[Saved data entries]
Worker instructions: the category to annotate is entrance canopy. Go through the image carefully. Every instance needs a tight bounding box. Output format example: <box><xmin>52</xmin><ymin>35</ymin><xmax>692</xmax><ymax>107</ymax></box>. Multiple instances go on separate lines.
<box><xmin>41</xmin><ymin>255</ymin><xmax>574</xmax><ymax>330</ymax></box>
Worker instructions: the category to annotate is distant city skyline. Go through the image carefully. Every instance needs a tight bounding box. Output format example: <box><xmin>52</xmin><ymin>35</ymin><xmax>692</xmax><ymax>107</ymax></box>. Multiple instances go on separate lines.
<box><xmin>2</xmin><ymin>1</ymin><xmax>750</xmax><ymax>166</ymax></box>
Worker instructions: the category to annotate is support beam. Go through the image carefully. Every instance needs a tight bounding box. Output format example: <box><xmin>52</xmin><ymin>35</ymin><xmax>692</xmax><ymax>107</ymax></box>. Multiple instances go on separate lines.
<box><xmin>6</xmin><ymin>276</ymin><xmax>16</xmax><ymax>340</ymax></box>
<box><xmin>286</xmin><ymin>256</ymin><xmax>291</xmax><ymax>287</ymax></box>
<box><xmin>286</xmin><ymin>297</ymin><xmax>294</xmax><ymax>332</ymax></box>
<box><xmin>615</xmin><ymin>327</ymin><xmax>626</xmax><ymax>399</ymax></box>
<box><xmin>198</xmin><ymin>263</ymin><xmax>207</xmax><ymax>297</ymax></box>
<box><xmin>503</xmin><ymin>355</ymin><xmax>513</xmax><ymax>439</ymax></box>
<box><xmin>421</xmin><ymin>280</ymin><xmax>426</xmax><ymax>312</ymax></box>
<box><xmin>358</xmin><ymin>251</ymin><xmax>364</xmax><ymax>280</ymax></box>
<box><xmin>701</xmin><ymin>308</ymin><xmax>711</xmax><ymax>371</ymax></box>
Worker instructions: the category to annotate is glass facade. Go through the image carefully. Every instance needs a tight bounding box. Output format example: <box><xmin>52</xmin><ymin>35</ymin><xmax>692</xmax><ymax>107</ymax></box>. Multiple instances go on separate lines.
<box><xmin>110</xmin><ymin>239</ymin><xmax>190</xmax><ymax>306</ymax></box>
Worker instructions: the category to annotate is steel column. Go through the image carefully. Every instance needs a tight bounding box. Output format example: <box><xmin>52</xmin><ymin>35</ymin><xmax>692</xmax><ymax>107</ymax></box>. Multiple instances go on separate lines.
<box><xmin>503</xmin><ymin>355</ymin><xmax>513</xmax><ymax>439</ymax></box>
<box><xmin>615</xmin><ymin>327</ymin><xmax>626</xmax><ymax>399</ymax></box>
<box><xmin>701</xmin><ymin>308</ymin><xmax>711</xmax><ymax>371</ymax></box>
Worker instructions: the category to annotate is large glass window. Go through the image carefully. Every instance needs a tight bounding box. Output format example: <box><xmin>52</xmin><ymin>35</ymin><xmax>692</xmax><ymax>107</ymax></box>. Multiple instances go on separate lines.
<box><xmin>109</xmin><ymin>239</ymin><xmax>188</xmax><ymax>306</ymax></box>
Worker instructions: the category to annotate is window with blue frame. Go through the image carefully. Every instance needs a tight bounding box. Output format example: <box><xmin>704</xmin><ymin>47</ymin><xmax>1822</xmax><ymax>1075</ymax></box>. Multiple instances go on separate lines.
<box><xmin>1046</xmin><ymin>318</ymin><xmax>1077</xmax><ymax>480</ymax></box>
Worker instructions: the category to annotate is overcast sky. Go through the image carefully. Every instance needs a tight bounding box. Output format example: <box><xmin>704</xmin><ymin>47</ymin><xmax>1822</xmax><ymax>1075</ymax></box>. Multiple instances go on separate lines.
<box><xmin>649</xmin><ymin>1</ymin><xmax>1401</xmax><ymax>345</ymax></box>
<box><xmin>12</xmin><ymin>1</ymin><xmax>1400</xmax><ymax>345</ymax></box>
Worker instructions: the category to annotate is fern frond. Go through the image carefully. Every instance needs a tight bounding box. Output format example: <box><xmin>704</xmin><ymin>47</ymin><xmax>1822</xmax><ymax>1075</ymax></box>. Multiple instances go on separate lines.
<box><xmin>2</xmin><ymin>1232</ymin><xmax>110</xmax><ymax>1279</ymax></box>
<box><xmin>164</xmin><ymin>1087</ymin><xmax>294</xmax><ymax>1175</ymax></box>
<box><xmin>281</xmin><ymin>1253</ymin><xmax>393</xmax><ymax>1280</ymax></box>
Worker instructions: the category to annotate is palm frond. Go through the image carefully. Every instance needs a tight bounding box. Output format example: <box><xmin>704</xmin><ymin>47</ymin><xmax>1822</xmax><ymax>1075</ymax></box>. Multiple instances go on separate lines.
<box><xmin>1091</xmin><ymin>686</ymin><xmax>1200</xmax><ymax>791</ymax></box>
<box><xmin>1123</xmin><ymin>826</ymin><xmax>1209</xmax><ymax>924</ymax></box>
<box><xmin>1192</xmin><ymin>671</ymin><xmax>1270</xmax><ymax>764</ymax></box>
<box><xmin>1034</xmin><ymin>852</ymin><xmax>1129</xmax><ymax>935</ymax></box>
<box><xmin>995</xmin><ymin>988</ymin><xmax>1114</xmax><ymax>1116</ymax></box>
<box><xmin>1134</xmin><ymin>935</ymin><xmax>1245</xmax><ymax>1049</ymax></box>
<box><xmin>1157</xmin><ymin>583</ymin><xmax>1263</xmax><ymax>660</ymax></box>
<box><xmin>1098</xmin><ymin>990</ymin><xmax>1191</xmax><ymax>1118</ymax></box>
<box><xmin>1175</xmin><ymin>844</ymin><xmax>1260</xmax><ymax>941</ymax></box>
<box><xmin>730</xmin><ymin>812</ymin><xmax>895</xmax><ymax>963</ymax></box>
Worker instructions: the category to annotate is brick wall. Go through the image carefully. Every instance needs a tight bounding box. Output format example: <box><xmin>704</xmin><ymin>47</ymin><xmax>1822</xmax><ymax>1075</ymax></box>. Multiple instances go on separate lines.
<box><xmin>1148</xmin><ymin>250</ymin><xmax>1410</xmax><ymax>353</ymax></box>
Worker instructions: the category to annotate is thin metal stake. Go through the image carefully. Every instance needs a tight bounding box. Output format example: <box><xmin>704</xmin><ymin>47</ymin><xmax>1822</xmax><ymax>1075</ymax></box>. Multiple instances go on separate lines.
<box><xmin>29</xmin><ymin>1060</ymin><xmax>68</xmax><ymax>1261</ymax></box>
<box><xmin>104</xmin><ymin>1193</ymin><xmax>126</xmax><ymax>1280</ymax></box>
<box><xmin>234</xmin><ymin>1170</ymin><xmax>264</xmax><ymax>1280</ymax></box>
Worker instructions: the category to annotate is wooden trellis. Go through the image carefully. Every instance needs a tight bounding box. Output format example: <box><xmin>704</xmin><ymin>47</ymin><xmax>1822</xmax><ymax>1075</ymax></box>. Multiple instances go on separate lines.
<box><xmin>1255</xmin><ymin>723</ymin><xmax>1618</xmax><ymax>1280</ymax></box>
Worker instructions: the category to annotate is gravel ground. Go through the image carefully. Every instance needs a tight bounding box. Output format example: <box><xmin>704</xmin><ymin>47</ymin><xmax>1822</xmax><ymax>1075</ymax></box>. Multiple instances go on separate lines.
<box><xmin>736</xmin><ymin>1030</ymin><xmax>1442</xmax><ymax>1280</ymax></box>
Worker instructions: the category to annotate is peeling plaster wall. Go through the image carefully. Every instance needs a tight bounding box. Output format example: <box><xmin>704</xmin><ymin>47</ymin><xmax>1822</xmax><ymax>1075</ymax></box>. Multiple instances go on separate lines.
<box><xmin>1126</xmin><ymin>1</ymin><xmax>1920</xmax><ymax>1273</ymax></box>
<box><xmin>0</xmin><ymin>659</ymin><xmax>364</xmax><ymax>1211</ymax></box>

> _What you need to do_
The required result is an exact repetition of the lines from the one containing "Worker instructions: the category to annotate is thin" through the last line of the data.

> _Your solution_
Worker instructions: the category to annotate is thin metal stake. Go through the image carefully. Every instance needs a tight bounding box. Output format example: <box><xmin>704</xmin><ymin>47</ymin><xmax>1822</xmax><ymax>1075</ymax></box>. Multiple instances go on separate lines.
<box><xmin>29</xmin><ymin>1060</ymin><xmax>68</xmax><ymax>1261</ymax></box>
<box><xmin>104</xmin><ymin>1193</ymin><xmax>126</xmax><ymax>1280</ymax></box>
<box><xmin>234</xmin><ymin>1170</ymin><xmax>264</xmax><ymax>1280</ymax></box>
Worker instructions: the category to annotate is wooden trellis. Go through the image carefully. Every instance needs a tight bounding box. Output format example: <box><xmin>704</xmin><ymin>47</ymin><xmax>1822</xmax><ymax>1075</ymax></box>. Multiple instances go on separate lines.
<box><xmin>1255</xmin><ymin>723</ymin><xmax>1618</xmax><ymax>1280</ymax></box>
Worker instructions: the category to annotate is gravel ground. Go through the image carefully. Every instance needs a tight bounding box. Output format example: <box><xmin>704</xmin><ymin>47</ymin><xmax>1822</xmax><ymax>1075</ymax></box>. Multiple instances go on separate lines.
<box><xmin>736</xmin><ymin>1030</ymin><xmax>1442</xmax><ymax>1280</ymax></box>
Worker instructions: the category to annotate is peeling plaster wall. Go through the image carefully. Every instance needs a tight bounding box. Output format example: <box><xmin>704</xmin><ymin>47</ymin><xmax>1822</xmax><ymax>1075</ymax></box>. Multiple instances go on separate lines.
<box><xmin>1126</xmin><ymin>1</ymin><xmax>1920</xmax><ymax>1273</ymax></box>
<box><xmin>0</xmin><ymin>659</ymin><xmax>364</xmax><ymax>1211</ymax></box>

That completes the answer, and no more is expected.